→ TASK BRIEF:
Return every row below that contains the string "lawn". Case counts.

→ EXERCISE MATERIAL:
%%

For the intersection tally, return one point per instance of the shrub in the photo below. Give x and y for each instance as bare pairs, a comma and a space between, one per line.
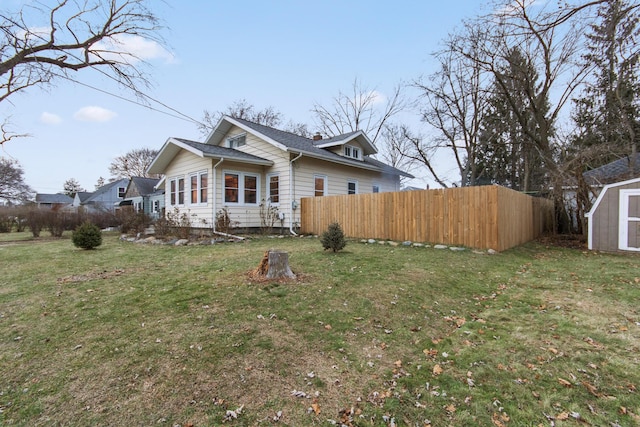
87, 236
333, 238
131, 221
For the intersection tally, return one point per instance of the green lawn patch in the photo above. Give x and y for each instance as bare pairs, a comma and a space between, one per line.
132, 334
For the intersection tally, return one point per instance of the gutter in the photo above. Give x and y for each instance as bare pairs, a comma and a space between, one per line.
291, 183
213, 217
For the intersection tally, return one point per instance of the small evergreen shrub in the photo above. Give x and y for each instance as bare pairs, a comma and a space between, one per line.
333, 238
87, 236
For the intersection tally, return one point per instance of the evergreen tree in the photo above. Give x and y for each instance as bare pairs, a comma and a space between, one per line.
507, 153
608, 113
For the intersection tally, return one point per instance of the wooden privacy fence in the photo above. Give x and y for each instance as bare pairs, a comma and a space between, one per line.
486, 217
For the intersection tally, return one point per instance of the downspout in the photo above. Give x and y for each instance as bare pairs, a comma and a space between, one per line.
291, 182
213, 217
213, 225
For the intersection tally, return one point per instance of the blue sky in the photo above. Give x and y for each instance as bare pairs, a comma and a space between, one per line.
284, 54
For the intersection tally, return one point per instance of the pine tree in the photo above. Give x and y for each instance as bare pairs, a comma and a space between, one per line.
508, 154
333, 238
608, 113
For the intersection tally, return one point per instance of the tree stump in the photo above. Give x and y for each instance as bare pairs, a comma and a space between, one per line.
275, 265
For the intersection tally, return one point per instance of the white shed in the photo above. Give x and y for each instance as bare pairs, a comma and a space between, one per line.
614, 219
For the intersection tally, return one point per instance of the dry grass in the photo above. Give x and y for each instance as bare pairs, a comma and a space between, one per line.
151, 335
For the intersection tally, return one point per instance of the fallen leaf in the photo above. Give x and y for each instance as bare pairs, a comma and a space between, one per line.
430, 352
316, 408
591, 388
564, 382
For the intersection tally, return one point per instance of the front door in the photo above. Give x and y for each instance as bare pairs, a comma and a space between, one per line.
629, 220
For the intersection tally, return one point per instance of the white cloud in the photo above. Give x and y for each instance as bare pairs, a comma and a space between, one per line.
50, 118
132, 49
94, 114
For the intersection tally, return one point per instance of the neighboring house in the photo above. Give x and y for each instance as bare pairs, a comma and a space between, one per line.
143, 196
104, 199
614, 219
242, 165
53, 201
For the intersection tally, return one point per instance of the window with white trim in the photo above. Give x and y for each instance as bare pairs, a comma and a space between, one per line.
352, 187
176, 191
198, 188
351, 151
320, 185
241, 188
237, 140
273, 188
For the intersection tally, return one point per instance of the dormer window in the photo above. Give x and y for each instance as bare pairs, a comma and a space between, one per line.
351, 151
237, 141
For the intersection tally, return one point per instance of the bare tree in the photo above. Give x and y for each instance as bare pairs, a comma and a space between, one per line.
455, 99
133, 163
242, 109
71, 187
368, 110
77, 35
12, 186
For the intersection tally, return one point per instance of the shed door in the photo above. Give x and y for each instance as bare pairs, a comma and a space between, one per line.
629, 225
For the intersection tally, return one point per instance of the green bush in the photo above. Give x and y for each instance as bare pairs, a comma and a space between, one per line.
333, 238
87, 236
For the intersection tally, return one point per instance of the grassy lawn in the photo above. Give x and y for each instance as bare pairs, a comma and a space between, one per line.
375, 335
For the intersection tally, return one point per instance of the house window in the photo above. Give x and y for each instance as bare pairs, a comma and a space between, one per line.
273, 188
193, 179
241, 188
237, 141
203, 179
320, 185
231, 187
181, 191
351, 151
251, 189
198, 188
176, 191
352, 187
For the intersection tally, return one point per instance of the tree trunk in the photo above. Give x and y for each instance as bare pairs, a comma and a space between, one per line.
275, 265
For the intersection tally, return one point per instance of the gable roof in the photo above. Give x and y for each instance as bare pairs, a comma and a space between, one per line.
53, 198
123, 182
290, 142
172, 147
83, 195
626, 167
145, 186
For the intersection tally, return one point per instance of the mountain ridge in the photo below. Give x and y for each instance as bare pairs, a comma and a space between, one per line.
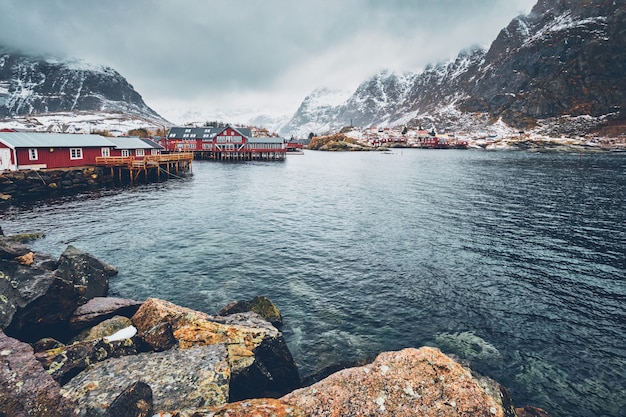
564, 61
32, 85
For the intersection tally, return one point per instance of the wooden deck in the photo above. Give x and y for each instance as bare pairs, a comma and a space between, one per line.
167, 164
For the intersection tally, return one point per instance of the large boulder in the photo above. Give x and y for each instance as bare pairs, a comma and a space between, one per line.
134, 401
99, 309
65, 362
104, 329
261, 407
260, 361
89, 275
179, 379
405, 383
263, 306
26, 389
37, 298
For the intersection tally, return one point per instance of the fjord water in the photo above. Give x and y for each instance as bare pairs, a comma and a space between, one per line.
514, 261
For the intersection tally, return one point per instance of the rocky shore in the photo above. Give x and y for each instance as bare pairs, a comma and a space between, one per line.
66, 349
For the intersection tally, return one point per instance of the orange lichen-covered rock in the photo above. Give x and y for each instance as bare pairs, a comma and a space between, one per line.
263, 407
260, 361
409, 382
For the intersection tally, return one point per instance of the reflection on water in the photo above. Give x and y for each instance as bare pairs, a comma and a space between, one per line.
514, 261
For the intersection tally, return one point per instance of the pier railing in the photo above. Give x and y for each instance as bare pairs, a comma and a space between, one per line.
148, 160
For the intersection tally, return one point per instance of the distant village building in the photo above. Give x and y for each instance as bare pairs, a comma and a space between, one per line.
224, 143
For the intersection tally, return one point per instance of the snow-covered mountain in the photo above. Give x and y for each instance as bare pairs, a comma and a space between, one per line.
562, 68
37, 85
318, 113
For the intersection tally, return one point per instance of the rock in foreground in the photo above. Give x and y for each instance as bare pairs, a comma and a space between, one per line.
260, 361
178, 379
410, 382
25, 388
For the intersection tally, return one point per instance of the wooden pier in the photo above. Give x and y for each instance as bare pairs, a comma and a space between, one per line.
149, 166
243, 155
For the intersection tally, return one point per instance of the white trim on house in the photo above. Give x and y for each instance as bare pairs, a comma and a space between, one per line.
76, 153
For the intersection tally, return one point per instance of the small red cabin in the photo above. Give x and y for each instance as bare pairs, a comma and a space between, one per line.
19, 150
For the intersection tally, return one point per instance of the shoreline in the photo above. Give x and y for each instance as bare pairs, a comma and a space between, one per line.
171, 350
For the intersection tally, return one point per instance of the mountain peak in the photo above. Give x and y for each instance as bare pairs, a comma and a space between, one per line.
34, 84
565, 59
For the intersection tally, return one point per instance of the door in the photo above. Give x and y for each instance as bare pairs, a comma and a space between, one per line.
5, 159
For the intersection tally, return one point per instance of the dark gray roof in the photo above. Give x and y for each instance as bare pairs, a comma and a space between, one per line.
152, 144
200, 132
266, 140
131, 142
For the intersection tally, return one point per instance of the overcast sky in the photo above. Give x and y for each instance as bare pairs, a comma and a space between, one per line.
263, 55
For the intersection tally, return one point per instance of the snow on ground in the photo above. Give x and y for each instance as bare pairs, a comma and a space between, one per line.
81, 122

%%
%%

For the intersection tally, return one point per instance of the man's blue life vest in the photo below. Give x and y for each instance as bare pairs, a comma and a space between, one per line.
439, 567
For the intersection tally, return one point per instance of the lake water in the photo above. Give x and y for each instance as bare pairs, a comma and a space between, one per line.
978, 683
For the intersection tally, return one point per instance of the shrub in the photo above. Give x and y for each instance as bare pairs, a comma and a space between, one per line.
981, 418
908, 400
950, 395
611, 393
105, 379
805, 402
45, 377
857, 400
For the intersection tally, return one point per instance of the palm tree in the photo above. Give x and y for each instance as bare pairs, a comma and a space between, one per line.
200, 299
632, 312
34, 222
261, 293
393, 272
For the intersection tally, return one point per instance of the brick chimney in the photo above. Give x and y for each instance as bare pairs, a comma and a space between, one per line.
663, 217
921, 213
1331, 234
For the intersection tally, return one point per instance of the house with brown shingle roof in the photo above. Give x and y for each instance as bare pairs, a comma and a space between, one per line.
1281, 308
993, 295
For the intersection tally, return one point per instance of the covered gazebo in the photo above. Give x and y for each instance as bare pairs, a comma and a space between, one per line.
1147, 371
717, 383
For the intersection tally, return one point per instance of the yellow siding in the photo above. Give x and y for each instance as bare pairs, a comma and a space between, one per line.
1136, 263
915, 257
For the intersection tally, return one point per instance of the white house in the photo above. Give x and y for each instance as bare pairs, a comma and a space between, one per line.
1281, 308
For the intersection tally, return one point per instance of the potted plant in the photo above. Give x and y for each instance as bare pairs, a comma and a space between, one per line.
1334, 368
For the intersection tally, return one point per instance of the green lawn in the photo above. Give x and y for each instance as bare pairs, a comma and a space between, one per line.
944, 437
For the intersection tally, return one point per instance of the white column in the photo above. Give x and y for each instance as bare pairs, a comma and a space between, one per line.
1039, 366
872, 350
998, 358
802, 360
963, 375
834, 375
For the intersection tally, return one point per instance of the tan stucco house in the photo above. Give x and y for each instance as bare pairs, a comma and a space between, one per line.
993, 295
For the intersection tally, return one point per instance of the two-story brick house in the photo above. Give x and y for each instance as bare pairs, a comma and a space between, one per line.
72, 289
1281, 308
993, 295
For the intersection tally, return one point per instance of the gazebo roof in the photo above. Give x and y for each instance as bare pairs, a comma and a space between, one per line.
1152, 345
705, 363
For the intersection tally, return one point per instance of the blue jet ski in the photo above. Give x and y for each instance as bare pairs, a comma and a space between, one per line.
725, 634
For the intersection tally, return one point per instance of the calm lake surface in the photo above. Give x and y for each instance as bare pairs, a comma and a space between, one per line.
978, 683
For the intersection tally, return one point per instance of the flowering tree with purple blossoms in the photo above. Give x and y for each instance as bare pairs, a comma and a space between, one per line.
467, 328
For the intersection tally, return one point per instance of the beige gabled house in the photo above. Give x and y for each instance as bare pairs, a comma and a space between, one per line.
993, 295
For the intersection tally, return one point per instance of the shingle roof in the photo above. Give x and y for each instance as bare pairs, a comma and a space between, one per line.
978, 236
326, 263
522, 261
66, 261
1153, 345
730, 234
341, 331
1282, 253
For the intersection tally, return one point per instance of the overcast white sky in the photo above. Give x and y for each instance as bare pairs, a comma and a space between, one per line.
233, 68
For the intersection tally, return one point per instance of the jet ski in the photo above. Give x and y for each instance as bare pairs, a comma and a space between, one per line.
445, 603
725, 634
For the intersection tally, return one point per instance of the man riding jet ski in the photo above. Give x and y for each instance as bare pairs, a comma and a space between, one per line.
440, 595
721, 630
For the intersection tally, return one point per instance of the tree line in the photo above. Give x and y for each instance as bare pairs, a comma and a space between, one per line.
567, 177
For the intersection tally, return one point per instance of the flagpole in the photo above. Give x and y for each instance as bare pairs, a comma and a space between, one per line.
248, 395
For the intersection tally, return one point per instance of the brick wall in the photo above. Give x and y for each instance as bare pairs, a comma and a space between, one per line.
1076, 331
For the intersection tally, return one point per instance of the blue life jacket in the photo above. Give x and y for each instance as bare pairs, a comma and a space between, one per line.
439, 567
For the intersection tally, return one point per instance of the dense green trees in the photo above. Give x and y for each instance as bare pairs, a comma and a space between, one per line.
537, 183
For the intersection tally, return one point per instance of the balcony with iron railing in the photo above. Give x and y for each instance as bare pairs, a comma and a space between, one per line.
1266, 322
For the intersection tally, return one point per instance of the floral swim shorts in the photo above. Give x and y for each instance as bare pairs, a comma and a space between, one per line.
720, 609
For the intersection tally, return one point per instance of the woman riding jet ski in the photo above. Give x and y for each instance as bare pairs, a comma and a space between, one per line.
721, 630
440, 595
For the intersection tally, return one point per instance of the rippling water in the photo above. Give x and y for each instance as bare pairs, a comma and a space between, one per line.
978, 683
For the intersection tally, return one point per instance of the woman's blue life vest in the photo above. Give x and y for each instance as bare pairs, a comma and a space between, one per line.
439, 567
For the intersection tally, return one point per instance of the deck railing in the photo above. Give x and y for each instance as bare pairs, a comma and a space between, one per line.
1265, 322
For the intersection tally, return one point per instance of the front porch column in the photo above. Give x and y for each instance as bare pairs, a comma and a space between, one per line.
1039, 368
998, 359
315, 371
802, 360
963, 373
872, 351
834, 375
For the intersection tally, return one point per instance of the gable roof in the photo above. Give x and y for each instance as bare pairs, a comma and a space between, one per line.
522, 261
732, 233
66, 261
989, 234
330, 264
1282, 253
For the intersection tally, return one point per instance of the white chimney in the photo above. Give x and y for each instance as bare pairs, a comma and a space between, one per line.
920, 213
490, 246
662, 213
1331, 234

%%
%%

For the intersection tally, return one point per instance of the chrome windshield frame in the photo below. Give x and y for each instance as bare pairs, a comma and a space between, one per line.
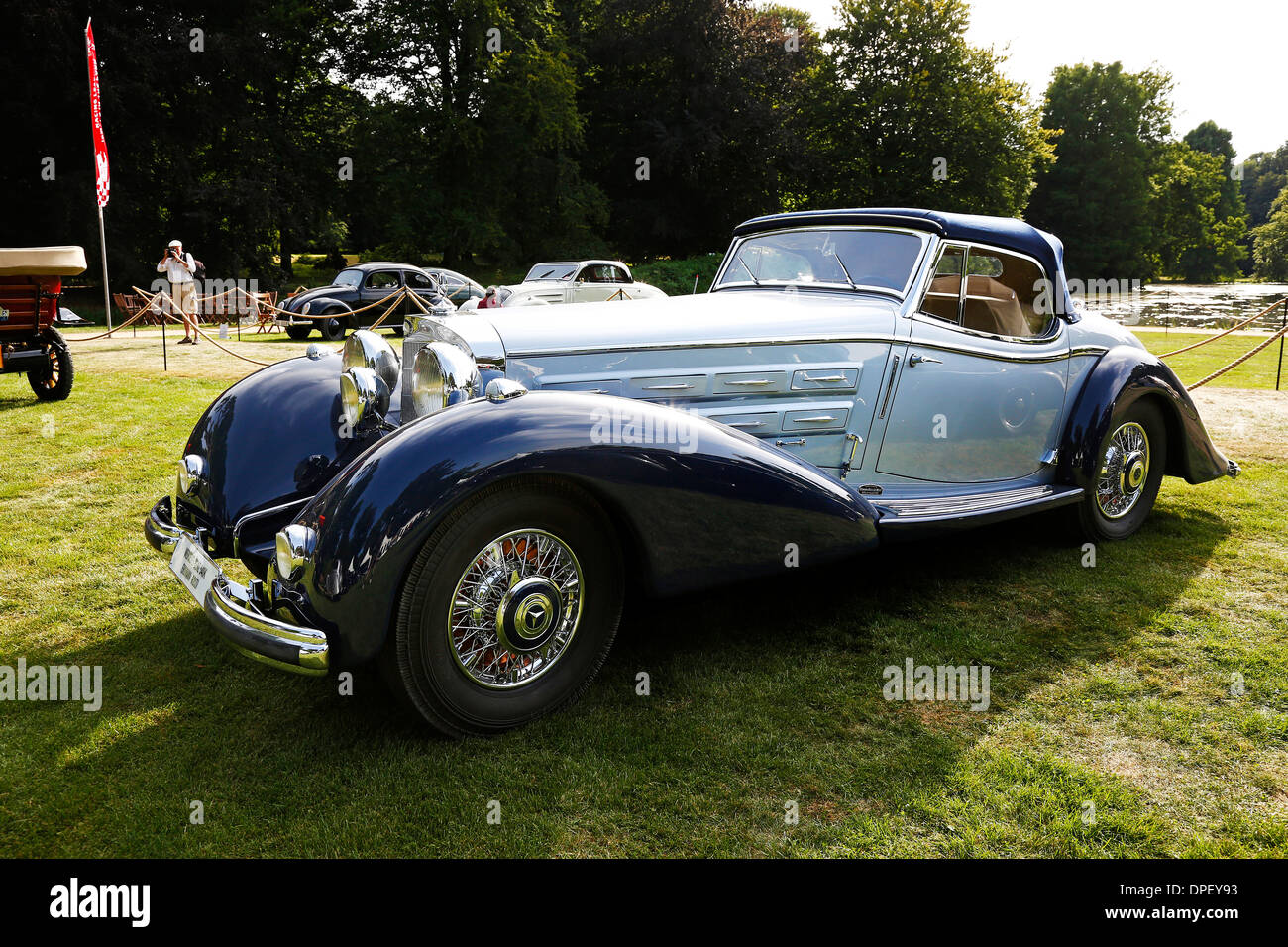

%%

→ REPLY TO THE TASK:
For the intersection tally, return one point per instance of the green lawn patch in the photo above. Give x and y for each instance as bare pairs, a comma and a space between, one per line.
For the intersection tally, return one point per instance of the grassy lawn in the photo above. Give x and y for each instance as bare pairs, a comma and a space between, one per line.
For the intersection tally, return one point per instance of the green lawn in the photo above. Give x and y for each instance as bare pairs, a comma and a space between, one per line.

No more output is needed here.